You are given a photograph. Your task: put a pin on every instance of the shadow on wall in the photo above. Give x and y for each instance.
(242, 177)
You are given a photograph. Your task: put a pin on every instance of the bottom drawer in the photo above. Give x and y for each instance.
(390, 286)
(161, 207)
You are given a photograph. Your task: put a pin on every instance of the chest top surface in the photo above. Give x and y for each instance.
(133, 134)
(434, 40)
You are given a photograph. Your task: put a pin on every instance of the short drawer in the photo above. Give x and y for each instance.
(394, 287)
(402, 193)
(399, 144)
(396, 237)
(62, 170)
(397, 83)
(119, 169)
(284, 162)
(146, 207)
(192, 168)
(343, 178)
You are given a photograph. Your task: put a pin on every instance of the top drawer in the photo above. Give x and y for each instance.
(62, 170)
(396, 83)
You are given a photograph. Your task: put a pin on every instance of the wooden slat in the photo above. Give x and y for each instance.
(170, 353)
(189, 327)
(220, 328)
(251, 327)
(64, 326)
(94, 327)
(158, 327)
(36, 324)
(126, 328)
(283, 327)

---+---

Take the entries above and transcribe them exactly as they stand.

§ Answer to the exercise:
You are given a photograph. Your task: put a pin on every instance of the shadow on wall in the photo above. Give x and y for each instance.
(242, 177)
You are given a photograph. Your task: put a pin on every instance of the bottom drawer in the photo above. Give x and y for each instance.
(390, 286)
(161, 207)
You are given a photograph. Your task: put a pin on every instance of the chest top surface in the photo above. Give x and y for each instance.
(133, 134)
(434, 40)
You are given a photograph. Your task: put a pin on every instance of the short drawer in the photo above. Give x and y for each instance.
(394, 287)
(402, 193)
(399, 144)
(396, 237)
(62, 170)
(397, 83)
(119, 169)
(284, 162)
(146, 207)
(192, 168)
(343, 178)
You are given a photograph. Your task: put a pin on every instance of the top drawer in the photo above. Give x and y for each instance.
(62, 170)
(396, 83)
You are given a photograph. Your task: put a pin on every instance of the wooden slat in the photo above. Give x and y for each instance.
(170, 353)
(189, 327)
(220, 328)
(251, 327)
(64, 326)
(94, 327)
(158, 327)
(36, 324)
(126, 328)
(283, 327)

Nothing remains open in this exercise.